* [Passage shown]
Crypto Market Making: What Is it, and What Role Does it Play?
Articles
The crypto market has grown phenomenally over the years to become one of the most important trading venues, spanning millions of investors and traders. This expansion was accompanied by additional services to make this sector more accessible and sophisticated.
Market makers (MMs) play a massive role in simplifying access to digital currencies and blockchain-based assets. Otherwise, buying and selling cryptos would take more time, cost more money and become less profitable.
Let’s explore how crypto market making works and contributes to the overall ecosystem.
Key Takeaways
- Market making involves frequent buying and selling of assets to make them more available to other market participants.
- Crypto MMs provide liquidity to brokerages by opening multiple orders around a specific price and adjusting the bid and ask rates.
- Liquid and efficient markets make trading faster, more efficient, and less susceptible to price volatility.
- Algorithmic liquidity provision entails quickly tracking and adjusting spreads according to market conditions and price trends.
Understanding Crypto Market Making
Market making (MM) is the continuous buying and selling of financial assets to populate more orders and create trading opportunities for other participants.
Crypto market makers increase the liquidity of a particular coin pair by opening bid/ask orders and waiting for a counterpart, leading to more trading instances in a decentralised exchange or centralised order book.
Despite the substantial flow within the cryptocurrency market, the demand is significant, and the speculations are so high that they lead to increased volatility and sharp price changes. Therefore, without these activities, finding a matching order and trading coins would take longer and incur higher fees.
Brokerage firms and exchange platforms integrate with crypto market making services to improve trading conditions, like low slippage and tight spread margins. Consequently, they can attract more clients to their software and utilise multiple liquidity connections.
This practice evolved over the years from being done manually, tracking price changes and underlying coin updates, to utilising cutting-edge automation tools to instantly adjust prices and maintain trade orders.
How Does it Work?
The process involves constantly placing and adjusting buy/sell orders on a certain cryptocurrency’s value. Providers set a spread between the bid and ask prices, which determines their profits, and adjust this ratio alongside trend changes and price updates.
Sophisticated algorithms are used to quickly adapt to price fluctuations, ensuring that orders stay competitive and get executed. Market makers also balance supply with demand and monitor trends to manage their risks and allow their clients (brokerage firms) to close trades at low slippage instances.
Market Making vs Liquidity Providing
MM and LP are often mixed together because both aim to make trading more efficient. However, liquidity provision works differently. Let’s review.
Liquidity providers work by supplying pools and venues where a certain asset or multiple assets are highly available. Centralised bridges connect brokers with investment banks, banking institutions and financial corporations. On the other hand, decentralised liquidity involves DeFi pools and yield farms connecting exchanges and providing access to currency pairs.
Market making entails actively buying and selling one or multiple assets by taking one side of the trade. This process increases pending trades in order books and makes transactions faster with minimum price changes.
Regulatory Overview
Crypto markets are heavily regulated in leading economies like the US, UK and Europe. Authorities have been pushing reforms and policies to minimise MM manipulation.
US Regulations
The US Securities and Exchange Commission requires strict reporting and registration at the SEC registry for brokers dealing with digital and decentralised assets. The US regulator has been cracking down on DEXs for trading unregistered securities, leading to dissatisfaction.

* [Records supplied]
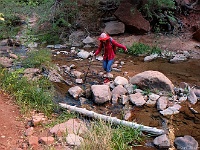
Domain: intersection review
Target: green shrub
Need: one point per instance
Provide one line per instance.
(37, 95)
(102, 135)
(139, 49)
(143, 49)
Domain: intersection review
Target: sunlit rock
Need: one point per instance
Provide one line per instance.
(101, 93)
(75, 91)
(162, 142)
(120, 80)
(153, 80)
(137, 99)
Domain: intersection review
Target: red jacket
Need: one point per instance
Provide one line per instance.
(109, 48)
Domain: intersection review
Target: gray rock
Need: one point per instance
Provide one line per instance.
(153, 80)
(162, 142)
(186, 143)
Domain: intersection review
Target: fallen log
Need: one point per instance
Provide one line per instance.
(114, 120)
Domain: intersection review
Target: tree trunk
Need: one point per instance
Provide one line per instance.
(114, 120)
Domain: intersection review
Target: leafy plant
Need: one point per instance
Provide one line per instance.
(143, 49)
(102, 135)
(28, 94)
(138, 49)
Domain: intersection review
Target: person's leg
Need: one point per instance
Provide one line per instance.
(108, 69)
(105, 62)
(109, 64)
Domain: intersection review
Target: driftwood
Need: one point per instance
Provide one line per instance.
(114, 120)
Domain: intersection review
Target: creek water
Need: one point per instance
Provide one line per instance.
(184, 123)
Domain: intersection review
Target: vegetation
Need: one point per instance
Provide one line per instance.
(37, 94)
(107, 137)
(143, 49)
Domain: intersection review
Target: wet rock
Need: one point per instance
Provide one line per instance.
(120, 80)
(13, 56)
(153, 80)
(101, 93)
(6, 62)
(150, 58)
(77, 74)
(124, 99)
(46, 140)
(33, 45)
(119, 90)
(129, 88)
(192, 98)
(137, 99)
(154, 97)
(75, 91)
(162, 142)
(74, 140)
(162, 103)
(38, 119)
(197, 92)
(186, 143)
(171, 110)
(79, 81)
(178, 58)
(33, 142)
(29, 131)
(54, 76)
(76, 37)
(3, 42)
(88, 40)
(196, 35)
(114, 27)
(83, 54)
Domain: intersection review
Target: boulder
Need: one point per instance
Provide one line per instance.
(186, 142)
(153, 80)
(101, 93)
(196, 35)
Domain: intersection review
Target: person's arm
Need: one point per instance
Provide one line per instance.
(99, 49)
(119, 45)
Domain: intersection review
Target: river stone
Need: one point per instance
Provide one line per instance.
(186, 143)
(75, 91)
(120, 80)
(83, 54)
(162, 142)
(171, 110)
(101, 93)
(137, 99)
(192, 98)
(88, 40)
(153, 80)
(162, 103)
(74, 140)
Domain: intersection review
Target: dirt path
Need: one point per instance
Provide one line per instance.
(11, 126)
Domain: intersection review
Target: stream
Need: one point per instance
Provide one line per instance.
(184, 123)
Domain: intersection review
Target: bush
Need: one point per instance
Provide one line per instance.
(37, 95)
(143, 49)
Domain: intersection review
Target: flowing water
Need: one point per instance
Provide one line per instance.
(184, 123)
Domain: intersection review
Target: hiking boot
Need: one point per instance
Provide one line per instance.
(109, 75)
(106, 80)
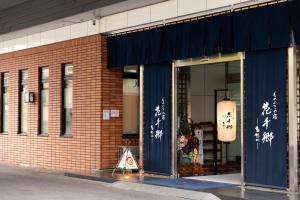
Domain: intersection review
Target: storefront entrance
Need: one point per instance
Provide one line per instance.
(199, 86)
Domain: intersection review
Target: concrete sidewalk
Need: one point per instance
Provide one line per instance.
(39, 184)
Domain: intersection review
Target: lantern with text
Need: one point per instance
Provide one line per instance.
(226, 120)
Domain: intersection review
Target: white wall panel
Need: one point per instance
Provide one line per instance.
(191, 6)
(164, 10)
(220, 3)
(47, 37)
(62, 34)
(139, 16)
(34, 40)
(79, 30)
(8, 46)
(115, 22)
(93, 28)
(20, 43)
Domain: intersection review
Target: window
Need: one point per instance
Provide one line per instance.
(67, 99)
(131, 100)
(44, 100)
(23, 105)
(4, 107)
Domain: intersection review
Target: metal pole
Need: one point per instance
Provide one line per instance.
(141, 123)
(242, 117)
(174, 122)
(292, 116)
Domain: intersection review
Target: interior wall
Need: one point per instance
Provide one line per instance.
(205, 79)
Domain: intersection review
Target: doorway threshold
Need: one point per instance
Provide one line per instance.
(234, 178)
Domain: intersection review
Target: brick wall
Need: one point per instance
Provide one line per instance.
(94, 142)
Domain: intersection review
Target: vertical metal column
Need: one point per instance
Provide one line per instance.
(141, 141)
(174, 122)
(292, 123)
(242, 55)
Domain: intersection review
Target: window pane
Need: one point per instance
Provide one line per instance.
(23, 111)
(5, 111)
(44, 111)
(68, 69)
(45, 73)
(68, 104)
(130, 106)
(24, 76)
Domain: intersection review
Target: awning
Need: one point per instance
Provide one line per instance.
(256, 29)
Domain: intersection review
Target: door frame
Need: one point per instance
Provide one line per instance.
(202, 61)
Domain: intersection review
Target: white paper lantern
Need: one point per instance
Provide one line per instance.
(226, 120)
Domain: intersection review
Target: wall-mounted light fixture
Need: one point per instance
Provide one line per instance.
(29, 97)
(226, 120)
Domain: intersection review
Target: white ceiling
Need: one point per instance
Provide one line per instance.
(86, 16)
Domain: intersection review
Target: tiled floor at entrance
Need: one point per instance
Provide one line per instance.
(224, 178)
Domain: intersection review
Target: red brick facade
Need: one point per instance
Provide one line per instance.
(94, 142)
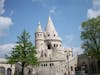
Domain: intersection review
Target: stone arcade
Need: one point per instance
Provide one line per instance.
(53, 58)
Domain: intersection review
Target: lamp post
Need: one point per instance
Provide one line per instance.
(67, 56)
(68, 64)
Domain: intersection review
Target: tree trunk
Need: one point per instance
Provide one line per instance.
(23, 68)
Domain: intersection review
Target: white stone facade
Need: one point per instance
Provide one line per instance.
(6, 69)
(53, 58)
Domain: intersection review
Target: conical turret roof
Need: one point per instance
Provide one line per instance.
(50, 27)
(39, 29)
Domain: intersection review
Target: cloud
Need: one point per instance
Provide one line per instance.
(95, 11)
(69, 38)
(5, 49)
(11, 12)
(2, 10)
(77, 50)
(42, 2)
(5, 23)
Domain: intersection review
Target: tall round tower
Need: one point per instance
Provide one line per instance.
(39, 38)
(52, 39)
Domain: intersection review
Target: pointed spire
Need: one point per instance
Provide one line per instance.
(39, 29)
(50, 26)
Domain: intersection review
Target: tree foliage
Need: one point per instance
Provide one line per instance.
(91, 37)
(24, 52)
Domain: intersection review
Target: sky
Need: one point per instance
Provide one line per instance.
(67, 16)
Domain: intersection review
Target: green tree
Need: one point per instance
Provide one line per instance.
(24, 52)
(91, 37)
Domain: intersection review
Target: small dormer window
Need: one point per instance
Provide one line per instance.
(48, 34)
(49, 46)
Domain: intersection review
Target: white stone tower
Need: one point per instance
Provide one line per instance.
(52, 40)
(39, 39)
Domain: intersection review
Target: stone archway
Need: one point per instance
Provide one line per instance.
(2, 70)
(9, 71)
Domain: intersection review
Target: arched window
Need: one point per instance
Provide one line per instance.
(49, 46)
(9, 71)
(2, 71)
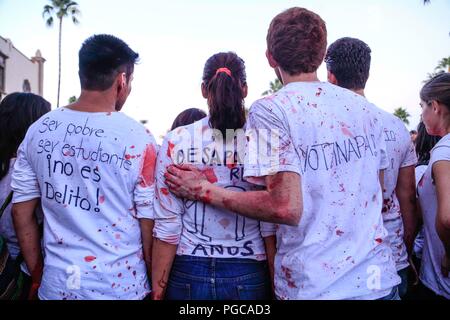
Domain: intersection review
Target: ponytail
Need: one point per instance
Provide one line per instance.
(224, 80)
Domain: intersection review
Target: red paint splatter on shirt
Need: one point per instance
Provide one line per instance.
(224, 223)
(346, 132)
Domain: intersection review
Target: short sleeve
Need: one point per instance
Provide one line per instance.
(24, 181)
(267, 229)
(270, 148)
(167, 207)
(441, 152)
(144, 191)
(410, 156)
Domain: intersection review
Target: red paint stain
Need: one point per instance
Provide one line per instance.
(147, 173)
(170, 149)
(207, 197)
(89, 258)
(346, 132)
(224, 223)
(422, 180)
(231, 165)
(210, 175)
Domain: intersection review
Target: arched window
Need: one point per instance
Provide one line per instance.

* [What you need to do]
[a] Reproduce the passage of the crypto market-making article that begins at the words "Market making entails" and stops after "minimise MM manipulation.".
[b] Pick out each line of the rows that contains the word "green".
The rows are unrelated to the crypto market-making article.

* [Results of the exercise]
[a]
Market making entails actively buying and selling one or multiple assets by taking one side of the trade. This process increases pending trades in order books and makes transactions faster with minimum price changes.
Regulatory Overview
Crypto markets are heavily regulated in leading economies like the US, UK and Europe. Authorities have been pushing reforms and policies to minimise MM manipulation.

[b]
Target: green shrub
Target: green tree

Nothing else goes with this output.